━━━ Document excerpt ━━━

Center’s Audre Lorde Health Program Focuses on Women


By Greg Hernandez

Angie Magaña has been faithfully working a Saturday shift at the Center’s Audre Lorde Health Program for lesbian and bi women for nearly a year now.

“I just want more people to know that we’re here and that we have all these resources available for them,” said Magaña. “We really are trying to raise awareness that we have this special, safe place for women. The Center gives amazing health care. But it’s been frustrating to go out into the community and hear people say, ‘I can go there if I’m a woman?’”

On Saturdays, the program at the Center’s McDonald/Wright location offers primary health care, individual therapy, crisis counseling, 12-step substance abuse support, a sexual abuse survivor group and even a yoga and meditation class. Mental health services are also available to everyone and can be free for those who live or work in West Hollywood.

“It’s a different energy, a calm and easy energy,” explained Magaña. “We’re very non-judgmental, we’re very sex positive and body positive. This is not a place where you’re going to come in and feel shame. We very much meet people where they are and work with them to get to their health goals.”

━━━

*Problems to work on*
[1] In the article about the Center's Audre Lorde Health Program, how long has Angie Magaña been working her Saturday shift there?
[2] Extend the article about the Audre Lorde Health Program with a few more paragraphs that pick up right after its final quotation from Magaña.

━━━ Data supplied ━━━

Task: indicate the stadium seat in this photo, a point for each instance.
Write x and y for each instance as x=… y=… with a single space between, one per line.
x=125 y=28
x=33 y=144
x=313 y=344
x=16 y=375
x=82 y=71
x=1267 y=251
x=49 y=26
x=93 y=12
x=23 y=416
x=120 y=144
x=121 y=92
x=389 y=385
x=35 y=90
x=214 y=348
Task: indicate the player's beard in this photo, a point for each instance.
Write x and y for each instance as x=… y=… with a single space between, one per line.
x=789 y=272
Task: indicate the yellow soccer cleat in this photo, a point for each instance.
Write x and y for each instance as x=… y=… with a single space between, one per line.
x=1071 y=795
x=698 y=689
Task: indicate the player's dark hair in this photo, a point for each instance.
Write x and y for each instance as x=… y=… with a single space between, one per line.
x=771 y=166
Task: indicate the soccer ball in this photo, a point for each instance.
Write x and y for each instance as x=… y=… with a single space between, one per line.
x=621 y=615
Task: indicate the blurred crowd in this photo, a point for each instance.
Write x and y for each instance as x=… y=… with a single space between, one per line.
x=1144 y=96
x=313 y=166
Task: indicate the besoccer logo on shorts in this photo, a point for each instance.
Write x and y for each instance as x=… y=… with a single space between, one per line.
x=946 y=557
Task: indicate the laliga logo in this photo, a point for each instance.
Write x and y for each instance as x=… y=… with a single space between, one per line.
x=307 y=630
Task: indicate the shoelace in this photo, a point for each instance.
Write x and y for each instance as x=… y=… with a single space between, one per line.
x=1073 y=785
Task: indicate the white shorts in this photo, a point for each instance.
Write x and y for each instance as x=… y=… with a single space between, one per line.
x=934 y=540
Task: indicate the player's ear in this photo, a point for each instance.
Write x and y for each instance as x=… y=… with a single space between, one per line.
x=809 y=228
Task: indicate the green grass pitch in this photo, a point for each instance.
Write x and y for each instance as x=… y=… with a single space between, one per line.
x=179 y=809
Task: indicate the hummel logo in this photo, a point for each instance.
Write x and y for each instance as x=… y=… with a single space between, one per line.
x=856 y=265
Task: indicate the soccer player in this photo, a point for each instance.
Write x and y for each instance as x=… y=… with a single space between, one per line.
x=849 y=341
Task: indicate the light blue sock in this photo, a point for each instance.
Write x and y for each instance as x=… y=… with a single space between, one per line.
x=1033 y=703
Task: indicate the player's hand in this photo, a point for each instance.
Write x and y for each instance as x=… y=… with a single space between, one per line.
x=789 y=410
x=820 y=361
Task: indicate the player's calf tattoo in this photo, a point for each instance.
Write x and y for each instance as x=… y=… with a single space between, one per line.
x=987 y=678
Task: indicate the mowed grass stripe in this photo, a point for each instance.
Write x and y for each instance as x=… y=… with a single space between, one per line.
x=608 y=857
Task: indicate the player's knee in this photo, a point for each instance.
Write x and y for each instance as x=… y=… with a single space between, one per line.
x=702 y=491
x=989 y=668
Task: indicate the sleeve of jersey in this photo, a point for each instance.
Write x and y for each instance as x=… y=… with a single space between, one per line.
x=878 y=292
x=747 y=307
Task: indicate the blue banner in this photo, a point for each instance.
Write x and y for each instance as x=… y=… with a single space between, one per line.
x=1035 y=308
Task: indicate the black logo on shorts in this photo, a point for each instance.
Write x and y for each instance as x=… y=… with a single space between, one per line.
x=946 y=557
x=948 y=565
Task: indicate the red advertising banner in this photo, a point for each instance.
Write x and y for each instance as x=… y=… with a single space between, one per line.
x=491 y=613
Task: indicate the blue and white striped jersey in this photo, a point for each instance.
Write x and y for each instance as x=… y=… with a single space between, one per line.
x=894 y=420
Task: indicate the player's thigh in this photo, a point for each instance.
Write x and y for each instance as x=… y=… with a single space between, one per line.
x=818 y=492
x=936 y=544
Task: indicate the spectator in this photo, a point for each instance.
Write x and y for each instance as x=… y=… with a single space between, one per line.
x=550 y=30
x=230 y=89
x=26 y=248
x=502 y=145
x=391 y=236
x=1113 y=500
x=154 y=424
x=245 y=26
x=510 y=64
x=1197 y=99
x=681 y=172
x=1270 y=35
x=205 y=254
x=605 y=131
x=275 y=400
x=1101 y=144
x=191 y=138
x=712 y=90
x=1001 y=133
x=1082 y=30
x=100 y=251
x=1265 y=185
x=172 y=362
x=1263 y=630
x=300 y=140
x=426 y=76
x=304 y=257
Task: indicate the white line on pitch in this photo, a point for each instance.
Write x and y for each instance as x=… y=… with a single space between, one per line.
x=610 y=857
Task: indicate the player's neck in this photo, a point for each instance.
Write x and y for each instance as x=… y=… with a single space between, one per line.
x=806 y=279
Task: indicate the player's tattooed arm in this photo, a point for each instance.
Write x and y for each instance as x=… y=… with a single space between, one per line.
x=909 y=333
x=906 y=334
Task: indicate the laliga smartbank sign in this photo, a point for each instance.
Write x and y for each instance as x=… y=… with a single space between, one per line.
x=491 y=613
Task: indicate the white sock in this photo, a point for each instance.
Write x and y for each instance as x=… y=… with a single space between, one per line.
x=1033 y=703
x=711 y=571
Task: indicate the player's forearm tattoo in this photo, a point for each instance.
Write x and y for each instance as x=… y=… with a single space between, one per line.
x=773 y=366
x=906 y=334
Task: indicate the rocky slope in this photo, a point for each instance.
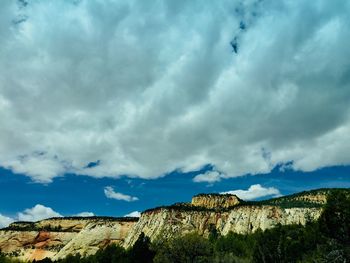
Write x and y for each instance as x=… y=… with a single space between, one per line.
x=169 y=222
x=58 y=237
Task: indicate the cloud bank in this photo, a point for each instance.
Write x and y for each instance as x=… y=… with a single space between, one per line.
x=141 y=89
x=208 y=177
x=36 y=213
x=85 y=214
x=5 y=221
x=110 y=193
x=255 y=191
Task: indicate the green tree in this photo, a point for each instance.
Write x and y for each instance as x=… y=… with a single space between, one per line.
x=335 y=219
x=141 y=250
x=191 y=248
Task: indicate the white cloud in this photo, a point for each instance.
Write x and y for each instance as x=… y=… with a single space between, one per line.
x=36 y=213
x=137 y=87
x=110 y=193
x=85 y=214
x=208 y=177
x=5 y=221
x=133 y=214
x=255 y=191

━━━

*Responses by item number*
[1] Nearly a year.

[2]
Women, particularly lesbians and bisexual people, are far less likely to visit the doctor or access health services. And when they do, they do not feel they can be open about their sexual orientation, according to Magaña.

“We know that who you are and how you behave sexually really does affect your health. It makes a big difference,” she said. “Lesbian and bisexual women have been marginalized. They often feel like if they disclose their sexuality to their health care provider they will somehow be treated differently, be judged, be dismissed. We hear stories like that all the time.”

“This is not just about a pap smear.”

Magaña and a small group of her colleagues at the Center have made it their mission to make more women aware of the full range of primary care services offered at the Center.

They meet every Tuesday to strategize about this passion project and take the time do things like attend health fairs and other events to spread the word.

“This is important to us,” said Amy Kane, the Center’s manager of clinical programs. “There’s no one offering this kind of comprehensive women’s care to the LGBT community. We even came up with an intake form for Saturdays that is more focused on women’s issues than a regular intake form. This is not just about a pap smear.”

Maria Melo, the Center’s policy and operations manager, points out that providing health services for women are more important than ever given the current political climate.

“We are creating more space for our community while the Trump administration is trying to take some from us,” said Melo. “We are creating this very unique spot to provide services that doesn’t exist anywhere else and creating a unique space to protect health services as well.”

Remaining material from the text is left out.